:: EXERCISE GOAL ::
Whenever a line in the records below holds the string "white", copy it out.

:: INFORMATION SHOWN ::
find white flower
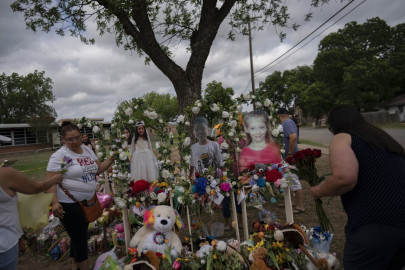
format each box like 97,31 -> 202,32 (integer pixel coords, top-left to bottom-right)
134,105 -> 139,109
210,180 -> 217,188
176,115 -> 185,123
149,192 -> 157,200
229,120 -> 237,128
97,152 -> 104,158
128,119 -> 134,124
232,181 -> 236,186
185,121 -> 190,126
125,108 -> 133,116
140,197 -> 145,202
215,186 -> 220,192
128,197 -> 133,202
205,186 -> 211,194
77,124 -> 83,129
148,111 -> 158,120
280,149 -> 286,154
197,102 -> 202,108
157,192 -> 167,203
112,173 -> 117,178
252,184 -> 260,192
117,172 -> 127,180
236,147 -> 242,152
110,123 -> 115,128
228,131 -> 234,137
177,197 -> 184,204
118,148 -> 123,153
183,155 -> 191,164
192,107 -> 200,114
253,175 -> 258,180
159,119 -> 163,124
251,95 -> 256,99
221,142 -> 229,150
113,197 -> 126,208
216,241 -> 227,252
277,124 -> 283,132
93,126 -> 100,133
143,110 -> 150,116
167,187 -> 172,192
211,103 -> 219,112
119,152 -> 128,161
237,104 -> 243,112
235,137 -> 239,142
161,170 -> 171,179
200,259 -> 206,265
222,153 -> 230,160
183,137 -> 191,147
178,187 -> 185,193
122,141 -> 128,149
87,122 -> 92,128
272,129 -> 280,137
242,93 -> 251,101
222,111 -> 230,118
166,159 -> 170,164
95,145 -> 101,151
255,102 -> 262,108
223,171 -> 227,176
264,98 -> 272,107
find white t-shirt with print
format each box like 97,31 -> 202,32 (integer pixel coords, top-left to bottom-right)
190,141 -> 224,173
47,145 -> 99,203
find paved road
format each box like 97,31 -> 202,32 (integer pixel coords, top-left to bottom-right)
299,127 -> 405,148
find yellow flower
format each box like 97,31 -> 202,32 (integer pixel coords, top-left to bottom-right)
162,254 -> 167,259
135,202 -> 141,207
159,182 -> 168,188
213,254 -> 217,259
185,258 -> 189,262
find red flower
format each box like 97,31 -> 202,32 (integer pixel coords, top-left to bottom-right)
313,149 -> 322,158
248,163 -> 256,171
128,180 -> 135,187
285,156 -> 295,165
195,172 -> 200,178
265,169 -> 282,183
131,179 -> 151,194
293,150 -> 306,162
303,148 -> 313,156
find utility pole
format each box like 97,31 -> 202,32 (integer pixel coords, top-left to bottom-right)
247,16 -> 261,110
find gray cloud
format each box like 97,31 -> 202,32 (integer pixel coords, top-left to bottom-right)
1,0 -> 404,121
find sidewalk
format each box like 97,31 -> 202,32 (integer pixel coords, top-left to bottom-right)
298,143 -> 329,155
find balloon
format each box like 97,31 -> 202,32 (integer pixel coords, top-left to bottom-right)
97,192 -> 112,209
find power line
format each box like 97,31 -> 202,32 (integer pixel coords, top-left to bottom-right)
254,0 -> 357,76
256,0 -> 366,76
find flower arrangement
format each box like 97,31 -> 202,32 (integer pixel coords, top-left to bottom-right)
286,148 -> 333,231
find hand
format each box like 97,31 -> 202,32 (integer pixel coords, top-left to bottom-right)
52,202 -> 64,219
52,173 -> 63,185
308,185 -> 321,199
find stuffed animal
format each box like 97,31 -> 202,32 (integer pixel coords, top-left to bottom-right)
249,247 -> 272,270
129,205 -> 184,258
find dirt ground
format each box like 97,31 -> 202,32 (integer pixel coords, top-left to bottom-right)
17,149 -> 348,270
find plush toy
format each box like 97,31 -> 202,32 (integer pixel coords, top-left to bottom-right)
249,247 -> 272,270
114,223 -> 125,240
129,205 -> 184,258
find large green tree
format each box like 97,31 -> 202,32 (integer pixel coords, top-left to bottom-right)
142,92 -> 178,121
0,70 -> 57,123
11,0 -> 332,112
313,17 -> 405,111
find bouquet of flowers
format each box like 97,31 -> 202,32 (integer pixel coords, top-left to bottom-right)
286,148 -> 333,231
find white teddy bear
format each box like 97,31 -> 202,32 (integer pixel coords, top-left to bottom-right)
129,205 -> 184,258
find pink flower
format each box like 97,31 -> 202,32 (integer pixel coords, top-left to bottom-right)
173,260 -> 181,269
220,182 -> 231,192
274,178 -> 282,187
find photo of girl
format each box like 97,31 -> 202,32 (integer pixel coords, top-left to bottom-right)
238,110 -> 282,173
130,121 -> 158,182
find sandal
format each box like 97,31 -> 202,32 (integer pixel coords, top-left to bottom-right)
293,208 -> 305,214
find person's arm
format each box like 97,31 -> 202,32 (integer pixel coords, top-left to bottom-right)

:: REPLY TO THE EXERCISE ::
find white flower
find white t-shirt with print
find white teddy bear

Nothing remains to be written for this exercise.